<<<<

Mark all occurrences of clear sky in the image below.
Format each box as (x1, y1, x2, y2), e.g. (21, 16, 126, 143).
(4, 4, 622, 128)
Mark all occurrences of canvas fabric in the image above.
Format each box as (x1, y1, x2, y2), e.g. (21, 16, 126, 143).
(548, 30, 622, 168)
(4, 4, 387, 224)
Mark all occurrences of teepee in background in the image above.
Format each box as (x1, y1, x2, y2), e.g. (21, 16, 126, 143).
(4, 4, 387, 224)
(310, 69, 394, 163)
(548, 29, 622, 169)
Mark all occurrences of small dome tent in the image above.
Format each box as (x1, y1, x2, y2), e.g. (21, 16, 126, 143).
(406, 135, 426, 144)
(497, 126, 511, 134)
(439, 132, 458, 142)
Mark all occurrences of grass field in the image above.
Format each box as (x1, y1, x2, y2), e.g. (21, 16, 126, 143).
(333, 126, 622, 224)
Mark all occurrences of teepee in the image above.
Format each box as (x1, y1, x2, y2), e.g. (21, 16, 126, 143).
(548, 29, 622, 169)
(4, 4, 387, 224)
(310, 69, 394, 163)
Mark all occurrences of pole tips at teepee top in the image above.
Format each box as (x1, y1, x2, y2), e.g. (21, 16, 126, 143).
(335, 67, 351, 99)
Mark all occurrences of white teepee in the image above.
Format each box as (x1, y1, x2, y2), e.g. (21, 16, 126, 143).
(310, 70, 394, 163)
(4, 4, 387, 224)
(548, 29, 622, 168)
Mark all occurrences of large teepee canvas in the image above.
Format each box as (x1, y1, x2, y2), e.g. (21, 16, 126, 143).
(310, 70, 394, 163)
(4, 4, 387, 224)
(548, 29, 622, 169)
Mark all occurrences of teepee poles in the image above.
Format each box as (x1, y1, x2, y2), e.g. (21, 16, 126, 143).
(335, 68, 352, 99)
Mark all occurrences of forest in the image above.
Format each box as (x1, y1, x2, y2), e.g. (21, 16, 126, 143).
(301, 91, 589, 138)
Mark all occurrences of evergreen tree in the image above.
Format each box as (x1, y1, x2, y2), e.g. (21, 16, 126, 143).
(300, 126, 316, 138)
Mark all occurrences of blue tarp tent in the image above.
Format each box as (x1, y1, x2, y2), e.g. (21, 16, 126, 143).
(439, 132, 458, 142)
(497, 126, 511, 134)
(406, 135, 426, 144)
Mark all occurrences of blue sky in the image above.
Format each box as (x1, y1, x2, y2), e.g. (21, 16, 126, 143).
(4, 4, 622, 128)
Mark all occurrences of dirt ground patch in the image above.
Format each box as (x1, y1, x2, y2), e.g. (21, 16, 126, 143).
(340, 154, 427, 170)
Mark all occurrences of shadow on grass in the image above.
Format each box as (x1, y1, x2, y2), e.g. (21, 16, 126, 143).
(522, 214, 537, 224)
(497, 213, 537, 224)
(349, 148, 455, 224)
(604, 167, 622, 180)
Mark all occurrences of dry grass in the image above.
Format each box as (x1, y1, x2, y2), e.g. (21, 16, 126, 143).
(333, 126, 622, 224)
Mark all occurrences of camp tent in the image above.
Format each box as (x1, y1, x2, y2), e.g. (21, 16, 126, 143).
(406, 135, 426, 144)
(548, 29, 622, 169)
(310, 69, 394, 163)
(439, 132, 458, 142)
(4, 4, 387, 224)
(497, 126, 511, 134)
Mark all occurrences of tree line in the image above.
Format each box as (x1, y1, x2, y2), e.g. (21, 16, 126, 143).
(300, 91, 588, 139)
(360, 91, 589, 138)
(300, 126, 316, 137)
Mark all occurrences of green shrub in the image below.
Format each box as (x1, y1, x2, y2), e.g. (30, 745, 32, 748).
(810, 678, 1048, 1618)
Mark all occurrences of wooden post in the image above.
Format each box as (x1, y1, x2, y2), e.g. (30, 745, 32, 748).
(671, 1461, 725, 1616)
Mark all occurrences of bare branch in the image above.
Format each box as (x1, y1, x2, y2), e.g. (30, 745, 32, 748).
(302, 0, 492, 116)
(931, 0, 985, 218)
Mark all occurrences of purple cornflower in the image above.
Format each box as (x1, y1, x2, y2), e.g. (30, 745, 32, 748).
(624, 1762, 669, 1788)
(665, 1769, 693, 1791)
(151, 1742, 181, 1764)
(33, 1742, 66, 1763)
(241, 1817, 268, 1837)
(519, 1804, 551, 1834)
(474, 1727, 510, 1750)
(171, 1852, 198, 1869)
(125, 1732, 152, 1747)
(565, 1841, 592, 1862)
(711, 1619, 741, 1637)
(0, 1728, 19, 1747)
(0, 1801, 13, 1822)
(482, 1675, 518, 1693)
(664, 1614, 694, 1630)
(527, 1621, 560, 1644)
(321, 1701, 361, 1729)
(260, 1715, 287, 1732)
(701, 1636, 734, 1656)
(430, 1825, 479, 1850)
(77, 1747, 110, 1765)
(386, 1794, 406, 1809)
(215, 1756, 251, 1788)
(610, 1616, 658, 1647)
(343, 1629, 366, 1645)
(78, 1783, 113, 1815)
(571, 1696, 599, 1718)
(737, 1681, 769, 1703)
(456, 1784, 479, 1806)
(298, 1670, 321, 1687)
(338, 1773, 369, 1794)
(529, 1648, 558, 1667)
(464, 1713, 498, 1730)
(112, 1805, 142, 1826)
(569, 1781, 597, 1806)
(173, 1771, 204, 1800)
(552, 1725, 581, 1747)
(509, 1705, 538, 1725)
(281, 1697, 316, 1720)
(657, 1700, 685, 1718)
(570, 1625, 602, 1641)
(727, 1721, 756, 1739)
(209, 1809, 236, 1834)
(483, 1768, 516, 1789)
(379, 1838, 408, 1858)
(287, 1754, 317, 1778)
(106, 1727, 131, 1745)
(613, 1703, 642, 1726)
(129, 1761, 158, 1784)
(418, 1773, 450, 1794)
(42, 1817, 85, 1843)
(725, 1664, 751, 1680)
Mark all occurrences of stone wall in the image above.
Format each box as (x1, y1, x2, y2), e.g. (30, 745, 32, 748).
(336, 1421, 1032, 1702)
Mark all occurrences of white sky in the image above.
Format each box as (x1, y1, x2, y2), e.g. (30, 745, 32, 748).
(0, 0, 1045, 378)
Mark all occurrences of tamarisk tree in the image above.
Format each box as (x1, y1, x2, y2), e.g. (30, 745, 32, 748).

>>>>

What this task involves >>
All lines containing "white" in the material above should appear in your reply, copied exactly.

Result of the exercise >>
Mark all occurrences of white teepee in the image above.
Mark all occurrences of white sky in the image above.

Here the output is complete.